** LATIHAN 1 **
Ubah bagian teks sumber yang dimulai dari "Selain itu, MK" dan berakhir pada "Dharma Pongrekun-Kun Wardana.", lalu tuliskan kembali bagian itu dengan mengganti "sorotan" menjadi "perhatian".

** TEKS SUMBER **
************

Selain itu, MK juga menyatakan bahwa Pasal 40 ayat (3) UU 10/2016 tidak mempunyai kekuatan hukum mengikat.

PDIP Bisa Usung Calon Gubernur Sendiri di Jakarta?

Salah satu yang menjadi sorotan dalam Pilkada adalah Pilgub DKI Jakarta. Koalisi Indonesia Maju (KIM) Plus memborong hampir semua partai politik untuk mengusung Ridwan Kamil dan Suswono. Lawannya kemungkinan besar pasangan independen Dharma Pongrekun-Kun Wardana.

PDIP menjadi satu-satunya partai tak masuk dalam koalisi tersebut. Suara PDIP sendiri tidak memenuhi syarat untuk mengajukan calon sendiri.

Petahana Anies Baswedan pun kemungkinan tidak bisa maju dalam Pilgub Jakarta 2024 karena kursi parpol diborong KIM Plus.

************

** DATA TERSEDIA **
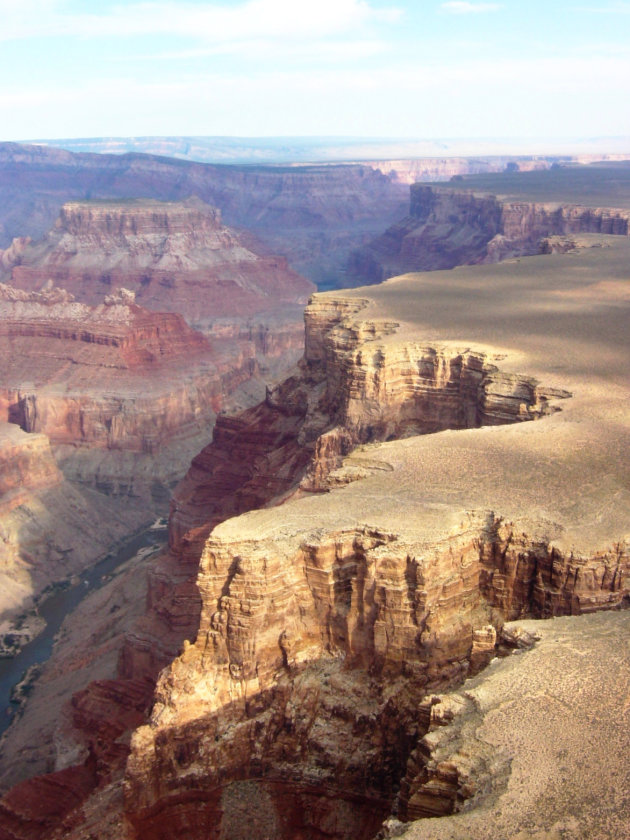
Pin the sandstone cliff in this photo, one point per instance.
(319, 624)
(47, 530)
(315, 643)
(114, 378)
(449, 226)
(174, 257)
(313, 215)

************

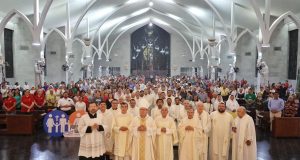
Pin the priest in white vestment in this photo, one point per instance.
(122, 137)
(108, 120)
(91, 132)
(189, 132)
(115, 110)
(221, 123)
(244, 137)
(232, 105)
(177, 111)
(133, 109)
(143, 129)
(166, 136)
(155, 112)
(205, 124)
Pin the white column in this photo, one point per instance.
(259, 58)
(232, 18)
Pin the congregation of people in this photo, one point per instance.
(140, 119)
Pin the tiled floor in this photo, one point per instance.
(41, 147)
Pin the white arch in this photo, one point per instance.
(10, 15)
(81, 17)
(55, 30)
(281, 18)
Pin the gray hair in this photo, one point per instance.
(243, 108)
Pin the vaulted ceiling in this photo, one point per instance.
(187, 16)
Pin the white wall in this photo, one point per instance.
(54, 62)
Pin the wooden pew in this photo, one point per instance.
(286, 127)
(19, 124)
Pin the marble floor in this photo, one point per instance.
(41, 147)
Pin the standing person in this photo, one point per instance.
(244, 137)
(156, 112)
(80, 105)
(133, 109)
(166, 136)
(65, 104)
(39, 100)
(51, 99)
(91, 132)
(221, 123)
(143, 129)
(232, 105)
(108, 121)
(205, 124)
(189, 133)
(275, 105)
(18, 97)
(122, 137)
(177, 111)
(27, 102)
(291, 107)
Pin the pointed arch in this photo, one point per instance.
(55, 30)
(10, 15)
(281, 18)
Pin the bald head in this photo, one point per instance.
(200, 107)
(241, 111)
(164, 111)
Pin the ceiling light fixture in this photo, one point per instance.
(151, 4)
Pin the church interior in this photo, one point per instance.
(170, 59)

************

** LATIHAN 2 **
Daftarkan setiap baris catatan di atas yang memuat kata "floor", salin utuh per baris. Huruf besar dan kecil dibedakan.

** JAWABAN AKHIR 1 **
Selain itu, MK juga menyatakan bahwa Pasal 40 ayat (3) UU 10/2016 tidak mempunyai kekuatan hukum mengikat.

PDIP Bisa Usung Calon Gubernur Sendiri di Jakarta?

Salah satu yang menjadi perhatian dalam Pilkada adalah Pilgub DKI Jakarta. Koalisi Indonesia Maju (KIM) Plus memborong hampir semua partai politik untuk mengusung Ridwan Kamil dan Suswono. Lawannya kemungkinan besar pasangan independen Dharma Pongrekun-Kun Wardana.

** JAWABAN AKHIR 2 **
Pin the tiled floor in this photo, one point per instance.
Pin the marble floor in this photo, one point per instance.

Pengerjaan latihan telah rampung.